__JOB__
Reproduce each of the following lines word for word, keeping their order.

**** SUPPLIED DATA ****

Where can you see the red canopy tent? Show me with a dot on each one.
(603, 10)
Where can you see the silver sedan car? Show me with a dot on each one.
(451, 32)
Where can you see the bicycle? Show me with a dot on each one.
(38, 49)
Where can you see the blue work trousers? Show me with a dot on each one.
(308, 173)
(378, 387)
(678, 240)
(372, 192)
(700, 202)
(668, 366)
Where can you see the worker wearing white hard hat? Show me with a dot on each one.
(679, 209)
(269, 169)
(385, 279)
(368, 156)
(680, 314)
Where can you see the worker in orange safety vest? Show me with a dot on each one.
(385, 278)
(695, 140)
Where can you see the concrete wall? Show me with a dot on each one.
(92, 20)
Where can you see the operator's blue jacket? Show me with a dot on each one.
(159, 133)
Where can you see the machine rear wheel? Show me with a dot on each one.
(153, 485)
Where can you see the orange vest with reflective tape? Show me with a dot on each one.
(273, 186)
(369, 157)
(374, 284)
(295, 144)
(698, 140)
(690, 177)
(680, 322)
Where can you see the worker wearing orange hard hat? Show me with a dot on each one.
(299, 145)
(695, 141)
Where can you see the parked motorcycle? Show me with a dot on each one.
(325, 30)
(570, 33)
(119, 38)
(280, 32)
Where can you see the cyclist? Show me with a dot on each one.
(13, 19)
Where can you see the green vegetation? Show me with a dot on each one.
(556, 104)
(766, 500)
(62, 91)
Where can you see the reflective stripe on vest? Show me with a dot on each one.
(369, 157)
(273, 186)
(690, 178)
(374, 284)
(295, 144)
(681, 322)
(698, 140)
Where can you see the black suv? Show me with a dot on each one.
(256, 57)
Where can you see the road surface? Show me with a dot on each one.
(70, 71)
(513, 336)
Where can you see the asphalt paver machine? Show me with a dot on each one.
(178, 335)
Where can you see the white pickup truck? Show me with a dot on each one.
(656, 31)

****

__RESPONSE TO THE EXERCISE__
Where can you see the red canopy tent? Show me with a dot on each one.
(603, 10)
Where can you see the silver sedan car? Show me with a dot on each one.
(451, 32)
Where can you see the bicycle? Show me with a dot on each one.
(38, 49)
Where can you see the blue work trousers? Show me with a dot on each one.
(308, 173)
(378, 387)
(678, 240)
(372, 192)
(700, 202)
(668, 366)
Where can you see the worker wearing white hard hat? Show me with a dot on each one.
(679, 209)
(269, 169)
(385, 279)
(368, 156)
(680, 314)
Where can you see the worker in orange safety vest? Show me with a dot on each one.
(385, 278)
(695, 140)
Where can you see the concrete wall? Show me with a dot on each one.
(92, 20)
Where can you see the operator's blue jacket? Show me with a dot on each one.
(159, 133)
Where can you see the machine rear wheel? Show me with a dot on each one.
(153, 485)
Where can you see the orange vest with reflective tape? Show me with a dot on each one.
(273, 186)
(369, 157)
(374, 284)
(295, 144)
(698, 140)
(690, 177)
(680, 322)
Where can you see the worker wearing orange hard hat? Show me with a dot on each one.
(299, 145)
(695, 141)
Where can you see the parked motorcycle? Show me with a dot on each one.
(325, 30)
(570, 33)
(119, 38)
(280, 32)
Where can you see the cyclist? Show me with a dot on each one.
(13, 19)
Where can you see the green vegetation? Show me with a dot on each one.
(556, 104)
(766, 500)
(62, 91)
Where can you see the reflective stripe on vest? Show me with a dot on each one.
(369, 157)
(273, 186)
(690, 178)
(374, 284)
(295, 144)
(681, 322)
(698, 140)
Where can you see the black suv? Show me with a dot on each one.
(256, 57)
Where can you see the road surface? Show me with a dot on each one.
(70, 71)
(513, 336)
Where can you see the asphalt paver machine? Show me with a dot on each one.
(178, 335)
Where can you see the white pickup truck? Show me with a dot on each one.
(656, 31)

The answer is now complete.